Problem statement:
In the listing below, find the line containing "Could you point to the white". Write out that line and every line after it to the end, exactly and only those.

Records to process:

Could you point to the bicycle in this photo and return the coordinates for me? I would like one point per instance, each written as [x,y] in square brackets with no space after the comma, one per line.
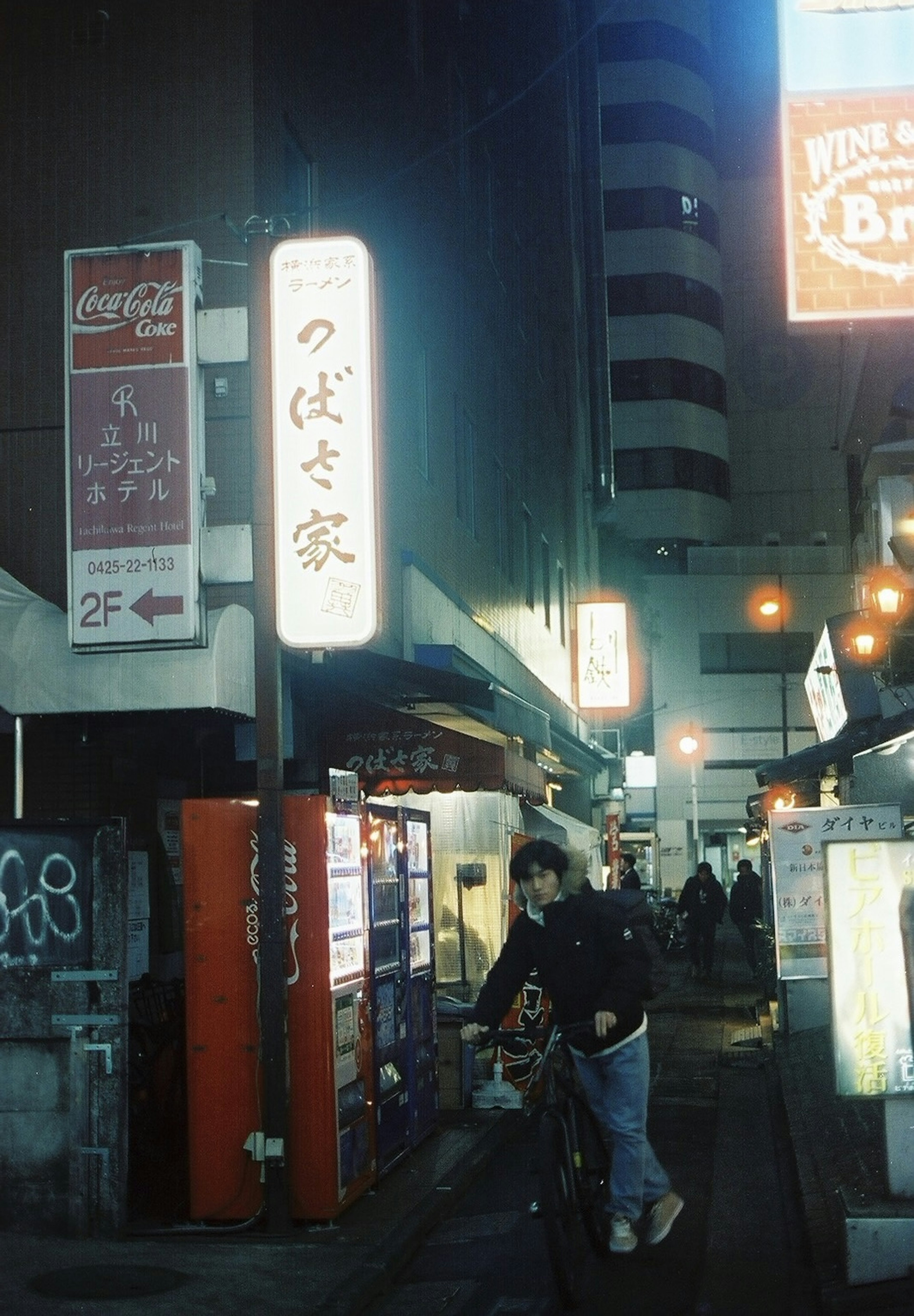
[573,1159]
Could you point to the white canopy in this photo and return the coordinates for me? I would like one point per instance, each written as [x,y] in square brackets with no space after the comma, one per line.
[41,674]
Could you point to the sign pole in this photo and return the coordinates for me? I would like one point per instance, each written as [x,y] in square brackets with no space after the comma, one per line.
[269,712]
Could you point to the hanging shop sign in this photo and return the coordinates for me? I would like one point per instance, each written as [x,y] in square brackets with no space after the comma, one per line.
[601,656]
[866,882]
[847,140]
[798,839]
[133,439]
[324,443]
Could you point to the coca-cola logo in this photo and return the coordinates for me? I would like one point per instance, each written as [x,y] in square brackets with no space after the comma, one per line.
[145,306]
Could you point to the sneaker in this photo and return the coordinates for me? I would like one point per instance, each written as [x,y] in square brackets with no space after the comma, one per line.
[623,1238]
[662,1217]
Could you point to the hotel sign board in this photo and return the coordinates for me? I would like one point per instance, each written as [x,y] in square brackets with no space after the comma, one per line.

Correct answer:
Could you point to the white canopy in this photo and return the coordinates for me? I would like one point per instance, each written as [x,y] in square brackets with no space after the comma, one per line.
[41,674]
Could you point to the sign pole in this photo and return the coordinates for me? I would like one point per instance, each written as [x,y] in square brackets with no space after the comma, one per line.
[269,712]
Could you point to the hanging shop sign in this photo and return the coordinates for me? I would like one point per instance, each written as [x,y] in square brackets with no space after the comma, one per line.
[601,656]
[866,882]
[847,140]
[798,839]
[133,439]
[324,443]
Could you point to the coca-cola logo in this photo and return the coordinates for me? I would like one point per instance, each written as [x,y] in square brackets with no space after the comma, one per line.
[145,306]
Could you point to the sneaker in this photo and return the coordinates for me? I would like one point per instance, each written as [x,y] in square brackets with no space after the comma, one per line.
[623,1238]
[662,1217]
Could you point to the hotel sign board in this photo and return the coordinates for me? I would like one point per instance, each written as [x,y] in square brackets with no space after the comma, one per line.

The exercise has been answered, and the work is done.